**EXCERPT TO READ:**
## BEGIN
Publisher Amnesty International
Publication Date 25 February 2015
Cite as Amnesty International, Amnesty International Report 2014/15 - Somalia, 25 February 2015, available at: [accessed 19 January 2018]
DisclaimerThis is not a UNHCR publication. UNHCR is not responsible for, nor does it necessarily endorse, its content. Any views expressed are solely those of the author or publisher and do not necessarily reflect those of UNHCR, the United Nations or its Member States.

Federal Republic of Somalia
Head of state: Hassan Sheikh Mohamud
Head of government: Abdiweli Sheikh Ahmed
Head of Somaliland Republic: Ahmed Mohamed Mahamoud Silyano

Armed conflict continued between pro-government forces, the African Union Mission in Somalia (AMISOM) and the Islamist armed group al-Shabaab in southern and central Somalia. Pro-government forces continued an offensive to take control of key towns. Over a hundred thousand civilians were killed, injured or displaced by armed conflict and generalized violence during the year. All parties to the conflict were responsible for serious violations of human rights and humanitarian law, including AMISOM. Armed groups continued to forcibly recruit people, including children, and to abduct, torture and unlawfully kill people; rape and other forms of sexual violence were widespread. Aid agencies' access remained constrained by fighting, insecurity and restrictions imposed by parties to the conflict. Journalists and media workers were attacked and harassed. One journalist was killed. Perpetrators of serious human rights abuses continued to enjoy impunity.


The Somali Federal Government (SFG) and AMISOM remained in control of the capital, Mogadishu. A joint offensive by the Somali National Armed Forces (SNAF) and AMISOM sought to flush out al-Shabaab operatives from areas of south and central Somalia with some success. However, al-Shabaab maintained control of much of south and central Somalia. Armed clashes and al-Shabaab attacks against civilians increased, particularly in contested areas. Increased abuses of international law were witnessed throughout the course of the offensive, allegedly caused by all parties to the conflict.
## END
Object position labeling entries
## BEGIN
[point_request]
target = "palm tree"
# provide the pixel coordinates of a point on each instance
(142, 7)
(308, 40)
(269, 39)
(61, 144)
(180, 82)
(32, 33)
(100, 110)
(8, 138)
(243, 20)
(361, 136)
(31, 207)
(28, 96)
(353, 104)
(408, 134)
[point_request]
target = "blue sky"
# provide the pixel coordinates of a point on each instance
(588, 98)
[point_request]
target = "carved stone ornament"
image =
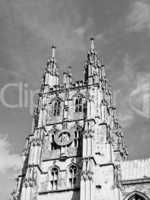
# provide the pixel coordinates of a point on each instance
(64, 138)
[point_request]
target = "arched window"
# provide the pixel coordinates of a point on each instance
(73, 176)
(78, 104)
(54, 178)
(77, 139)
(136, 196)
(54, 146)
(56, 109)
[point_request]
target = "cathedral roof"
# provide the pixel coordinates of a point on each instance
(135, 169)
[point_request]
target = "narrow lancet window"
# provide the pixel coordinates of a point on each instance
(54, 178)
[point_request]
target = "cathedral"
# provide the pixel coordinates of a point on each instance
(76, 150)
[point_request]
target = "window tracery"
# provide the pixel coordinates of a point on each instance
(78, 104)
(73, 176)
(54, 178)
(56, 108)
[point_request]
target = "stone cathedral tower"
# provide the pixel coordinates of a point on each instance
(76, 148)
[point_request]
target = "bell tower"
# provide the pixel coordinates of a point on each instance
(76, 142)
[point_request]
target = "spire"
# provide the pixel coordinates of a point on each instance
(53, 51)
(92, 44)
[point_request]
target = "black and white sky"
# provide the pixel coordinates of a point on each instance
(28, 28)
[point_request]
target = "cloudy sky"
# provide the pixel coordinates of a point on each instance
(27, 30)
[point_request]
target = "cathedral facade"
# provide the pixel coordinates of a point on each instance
(76, 150)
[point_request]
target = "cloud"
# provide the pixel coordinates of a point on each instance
(8, 160)
(139, 97)
(121, 96)
(138, 19)
(81, 30)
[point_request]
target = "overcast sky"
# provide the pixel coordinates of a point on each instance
(27, 30)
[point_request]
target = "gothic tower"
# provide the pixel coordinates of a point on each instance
(76, 145)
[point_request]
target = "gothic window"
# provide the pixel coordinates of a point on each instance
(54, 178)
(137, 196)
(54, 146)
(77, 139)
(56, 109)
(73, 176)
(78, 104)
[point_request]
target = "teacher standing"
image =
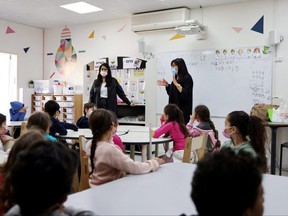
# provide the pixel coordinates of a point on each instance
(105, 89)
(180, 91)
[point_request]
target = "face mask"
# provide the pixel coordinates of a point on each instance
(3, 131)
(226, 134)
(103, 73)
(174, 71)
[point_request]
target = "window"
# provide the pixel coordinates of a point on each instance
(8, 81)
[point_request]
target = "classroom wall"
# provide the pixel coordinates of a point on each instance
(110, 41)
(30, 64)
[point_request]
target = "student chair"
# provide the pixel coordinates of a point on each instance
(283, 145)
(84, 176)
(197, 144)
(23, 128)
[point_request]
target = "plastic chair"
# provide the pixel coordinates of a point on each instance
(197, 144)
(23, 128)
(84, 176)
(283, 145)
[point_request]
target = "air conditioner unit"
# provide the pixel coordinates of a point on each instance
(159, 20)
(191, 27)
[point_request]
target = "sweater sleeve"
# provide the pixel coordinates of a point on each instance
(121, 94)
(193, 131)
(117, 159)
(162, 130)
(187, 85)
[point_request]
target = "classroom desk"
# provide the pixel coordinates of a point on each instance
(274, 127)
(165, 192)
(130, 135)
(133, 138)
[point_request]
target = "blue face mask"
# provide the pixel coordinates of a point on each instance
(174, 71)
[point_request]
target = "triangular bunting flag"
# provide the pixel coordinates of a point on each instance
(177, 36)
(26, 49)
(259, 26)
(237, 29)
(121, 29)
(141, 40)
(9, 30)
(91, 35)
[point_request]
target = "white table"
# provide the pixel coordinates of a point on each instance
(165, 192)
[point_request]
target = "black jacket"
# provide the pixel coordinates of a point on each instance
(114, 89)
(184, 99)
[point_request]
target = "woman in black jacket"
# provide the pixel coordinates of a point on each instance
(180, 91)
(105, 89)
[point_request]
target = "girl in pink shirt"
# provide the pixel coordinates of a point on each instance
(172, 124)
(201, 124)
(107, 160)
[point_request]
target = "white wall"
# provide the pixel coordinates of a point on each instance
(219, 20)
(30, 64)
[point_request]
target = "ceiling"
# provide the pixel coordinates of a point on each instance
(48, 14)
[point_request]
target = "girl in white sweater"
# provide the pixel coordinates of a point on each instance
(107, 160)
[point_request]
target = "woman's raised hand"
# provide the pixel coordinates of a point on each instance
(162, 82)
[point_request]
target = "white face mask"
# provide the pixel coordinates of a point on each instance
(103, 73)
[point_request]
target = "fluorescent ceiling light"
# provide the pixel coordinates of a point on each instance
(81, 7)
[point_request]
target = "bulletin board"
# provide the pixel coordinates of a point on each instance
(224, 79)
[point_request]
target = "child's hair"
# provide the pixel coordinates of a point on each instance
(100, 122)
(203, 113)
(2, 119)
(22, 143)
(51, 107)
(114, 118)
(253, 127)
(44, 171)
(88, 106)
(236, 176)
(175, 114)
(39, 121)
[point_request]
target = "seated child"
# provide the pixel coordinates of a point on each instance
(82, 122)
(204, 126)
(107, 161)
(17, 111)
(172, 124)
(40, 121)
(53, 109)
(45, 171)
(6, 142)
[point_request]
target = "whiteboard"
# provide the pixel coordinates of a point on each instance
(224, 80)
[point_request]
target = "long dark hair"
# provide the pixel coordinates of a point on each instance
(175, 114)
(108, 79)
(39, 121)
(253, 127)
(2, 119)
(182, 68)
(100, 122)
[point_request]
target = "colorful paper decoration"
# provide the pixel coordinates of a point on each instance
(91, 35)
(177, 36)
(66, 56)
(9, 30)
(237, 29)
(259, 26)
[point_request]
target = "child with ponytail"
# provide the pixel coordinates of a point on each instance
(107, 161)
(172, 124)
(247, 133)
(204, 126)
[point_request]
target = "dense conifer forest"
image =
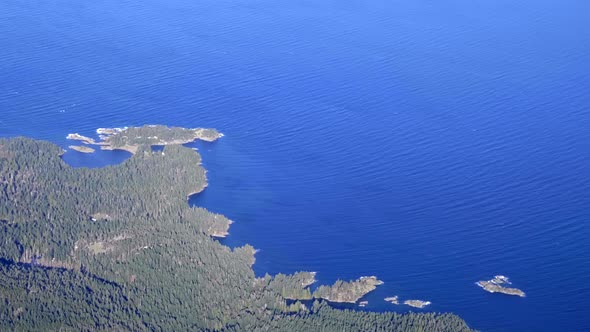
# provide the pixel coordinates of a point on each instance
(119, 248)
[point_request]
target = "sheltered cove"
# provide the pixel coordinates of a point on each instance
(129, 235)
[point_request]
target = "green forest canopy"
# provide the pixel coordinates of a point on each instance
(119, 248)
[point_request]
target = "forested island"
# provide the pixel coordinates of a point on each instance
(131, 138)
(119, 248)
(495, 285)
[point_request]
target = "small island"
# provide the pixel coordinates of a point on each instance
(495, 286)
(131, 138)
(392, 299)
(417, 303)
(347, 292)
(81, 148)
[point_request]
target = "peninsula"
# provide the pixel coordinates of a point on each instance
(417, 303)
(131, 138)
(119, 248)
(81, 148)
(495, 285)
(348, 292)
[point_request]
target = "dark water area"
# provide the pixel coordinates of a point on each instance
(432, 144)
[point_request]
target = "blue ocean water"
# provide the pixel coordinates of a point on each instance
(429, 143)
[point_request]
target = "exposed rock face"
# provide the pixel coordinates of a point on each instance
(131, 138)
(492, 287)
(347, 292)
(81, 148)
(417, 303)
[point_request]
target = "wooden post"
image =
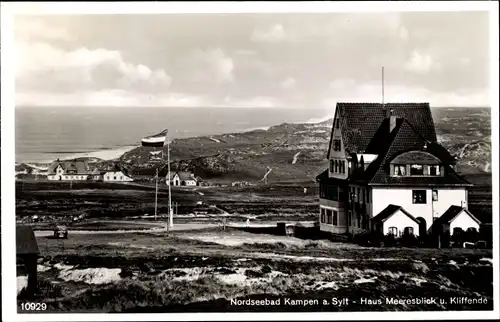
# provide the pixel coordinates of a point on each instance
(31, 267)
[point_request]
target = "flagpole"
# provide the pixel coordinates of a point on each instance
(156, 193)
(170, 216)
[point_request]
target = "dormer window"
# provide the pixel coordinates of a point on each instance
(416, 170)
(400, 170)
(434, 170)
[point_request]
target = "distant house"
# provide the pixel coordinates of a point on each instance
(96, 175)
(68, 170)
(27, 254)
(116, 176)
(182, 178)
(387, 172)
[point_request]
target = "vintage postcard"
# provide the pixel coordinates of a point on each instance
(249, 161)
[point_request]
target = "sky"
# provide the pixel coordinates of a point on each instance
(308, 60)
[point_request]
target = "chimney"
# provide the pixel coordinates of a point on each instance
(392, 121)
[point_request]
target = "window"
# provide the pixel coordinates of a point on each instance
(336, 145)
(419, 196)
(399, 170)
(408, 231)
(416, 170)
(332, 193)
(434, 170)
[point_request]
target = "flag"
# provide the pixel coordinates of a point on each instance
(156, 155)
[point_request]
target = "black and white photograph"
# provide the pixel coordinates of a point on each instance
(306, 161)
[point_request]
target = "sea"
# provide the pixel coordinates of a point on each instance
(44, 134)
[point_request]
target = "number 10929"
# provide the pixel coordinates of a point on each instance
(33, 306)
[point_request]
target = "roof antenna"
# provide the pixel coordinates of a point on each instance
(383, 87)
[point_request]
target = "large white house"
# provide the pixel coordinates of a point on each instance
(68, 170)
(388, 173)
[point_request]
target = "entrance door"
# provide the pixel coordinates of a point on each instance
(422, 227)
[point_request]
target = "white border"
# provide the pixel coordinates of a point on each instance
(9, 310)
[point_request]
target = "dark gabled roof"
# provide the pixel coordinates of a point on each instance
(25, 241)
(325, 179)
(454, 211)
(360, 121)
(389, 211)
(404, 138)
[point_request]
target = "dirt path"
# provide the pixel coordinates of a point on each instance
(177, 227)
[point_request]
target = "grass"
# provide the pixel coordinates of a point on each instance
(143, 257)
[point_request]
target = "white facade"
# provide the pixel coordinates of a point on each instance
(332, 218)
(399, 221)
(178, 181)
(338, 165)
(116, 176)
(463, 220)
(446, 197)
(190, 182)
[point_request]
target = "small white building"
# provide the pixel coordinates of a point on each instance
(116, 176)
(182, 178)
(68, 170)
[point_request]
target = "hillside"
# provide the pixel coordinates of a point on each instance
(296, 152)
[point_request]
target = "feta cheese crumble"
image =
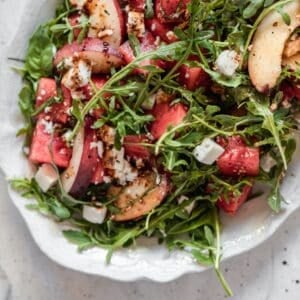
## END
**PARTS OF THE EXERCISE:**
A – According to the Somalia report, which parties remained in control of Mogadishu?
B – Rewrite everything from "The Somali Federal" down to "all parties to the conflict." in the Somalia report, changing "some success" to "limited success".
This data was taken from a separate source.

**RESULTS FOR EACH TASK:**
A – The Somali Federal Government (SFG) and AMISOM remained in control of Mogadishu.

B –
The Somali Federal Government (SFG) and AMISOM remained in control of the capital, Mogadishu. A joint offensive by the Somali National Armed Forces (SNAF) and AMISOM sought to flush out al-Shabaab operatives from areas of south and central Somalia with limited success. However, al-Shabaab maintained control of much of south and central Somalia. Armed clashes and al-Shabaab attacks against civilians increased, particularly in contested areas. Increased abuses of international law were witnessed throughout the course of the offensive, allegedly caused by all parties to the conflict.